Text:
---+---
If recent trends in switching (changing one’s religious affiliation) hold, we projected that Christians could make up between 35% and 46% of the U.S. population in 2070.”  The study continued by saying “of course, it is possible that events outside the study’s model-such as war, economic depression, climate crisis, changing immigration patterns or religious innovations- could reverse current religious switching trends, leading to a revival of Christianity in the United States. But there are no current switching patterns in the U.S. that can be factored into the mathematical models to project such a result.”  –Stephanie Kramer, a senior researcher who led the study.

Mark Twain in response to a newspaper report about his death, responded, “the report of my death was an exaggeration.” The same could be said of the end of Christianity. Throughout history, religious leaders beat and imprisoned those who spoke the name of Jesus, the mob threw stones, the emperor released the lions, the elite of society scoffed and the intellectuals scorned, but Jesus said “you will receive power when the Holy Spirit has come upon you; and you will be my witnesses in Jerusalem, in all Judea and Samaria, and to the ends of the earth.” (Acts 1:8)

G.K. Chesterton’s reflections decades ago can help keep this report in perspective:

Chesterton wrote, “at least five times…the Faith has to all appearance gone to the dogs. In each of these five cases it was the dog that died…. Christianity has died many times and risen again; for it had a God who knew the way out of the grave. But the first extraordinary fact which marks this history is this: that Europe has been turned upside down over and over again; and that at the end of each of these revolutions the same religion has again been found on top. The Faith is always converting the age, not as an old religion but as a new religion”. (Chesterton, The Everlasting Man)
---+---
Material shown:
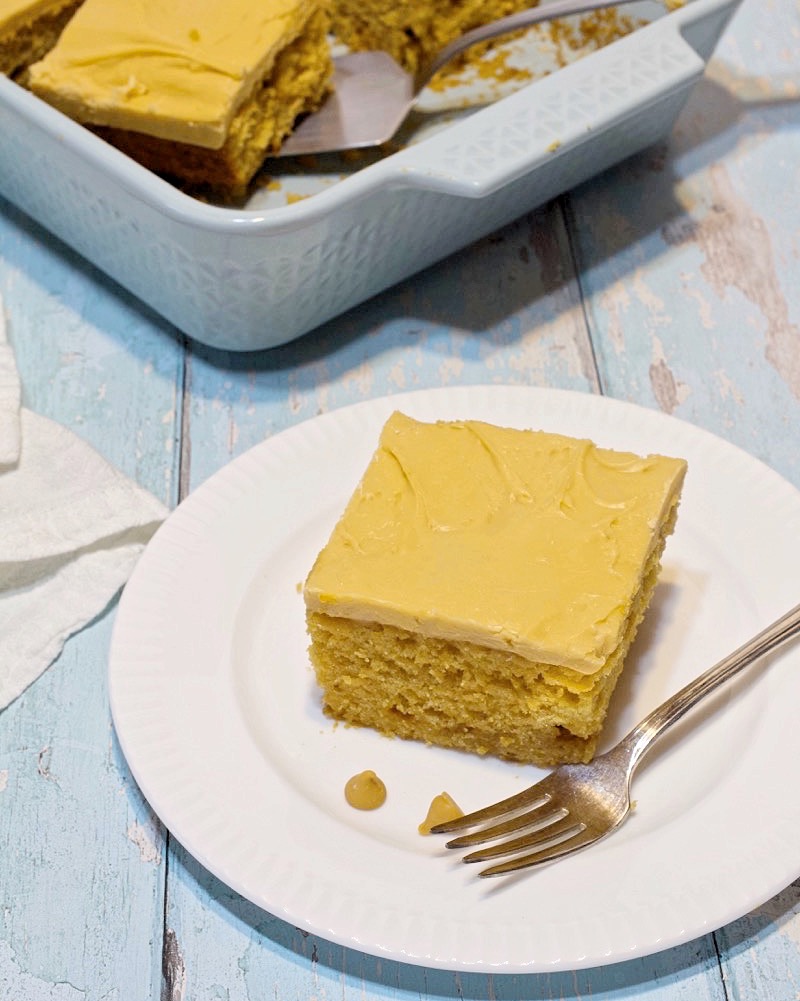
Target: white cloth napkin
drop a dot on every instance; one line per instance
(71, 530)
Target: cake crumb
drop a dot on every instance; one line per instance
(443, 808)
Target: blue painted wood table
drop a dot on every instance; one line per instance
(672, 280)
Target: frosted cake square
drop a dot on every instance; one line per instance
(29, 28)
(484, 585)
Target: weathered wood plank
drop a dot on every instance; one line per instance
(82, 874)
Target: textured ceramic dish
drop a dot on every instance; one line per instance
(252, 278)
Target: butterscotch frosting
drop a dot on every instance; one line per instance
(524, 541)
(176, 70)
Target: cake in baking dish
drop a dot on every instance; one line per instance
(414, 32)
(28, 29)
(484, 585)
(195, 90)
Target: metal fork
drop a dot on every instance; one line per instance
(578, 805)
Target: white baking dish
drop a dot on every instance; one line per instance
(251, 278)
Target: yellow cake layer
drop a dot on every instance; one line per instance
(465, 696)
(197, 91)
(298, 84)
(484, 585)
(178, 71)
(29, 29)
(414, 32)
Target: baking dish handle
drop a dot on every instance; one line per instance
(600, 100)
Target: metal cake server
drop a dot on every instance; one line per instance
(372, 94)
(578, 805)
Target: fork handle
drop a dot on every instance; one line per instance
(504, 26)
(662, 718)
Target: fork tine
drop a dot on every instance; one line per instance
(534, 819)
(559, 851)
(556, 833)
(532, 797)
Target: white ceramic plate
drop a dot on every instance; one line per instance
(218, 716)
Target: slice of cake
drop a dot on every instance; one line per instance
(197, 91)
(411, 31)
(29, 29)
(484, 585)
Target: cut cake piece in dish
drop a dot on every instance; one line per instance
(196, 91)
(484, 585)
(29, 29)
(414, 32)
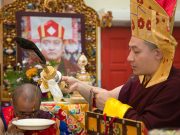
---+---
Challenges:
a – Pull the section of the passage about Christianity's future from "If recent trends" to "led the study." and copy it word for word.
b – Name every event that the passage about Christianity's future says could reverse current religious switching trends.

Task-by-task outputs:
a –
If recent trends in switching (changing one’s religious affiliation) hold, we projected that Christians could make up between 35% and 46% of the U.S. population in 2070.”  The study continued by saying “of course, it is possible that events outside the study’s model-such as war, economic depression, climate crisis, changing immigration patterns or religious innovations- could reverse current religious switching trends, leading to a revival of Christianity in the United States. But there are no current switching patterns in the U.S. that can be factored into the mathematical models to project such a result.”  –Stephanie Kramer, a senior researcher who led the study.

b –
- war
- economic depression
- climate crisis
- changing immigration patterns
- religious innovations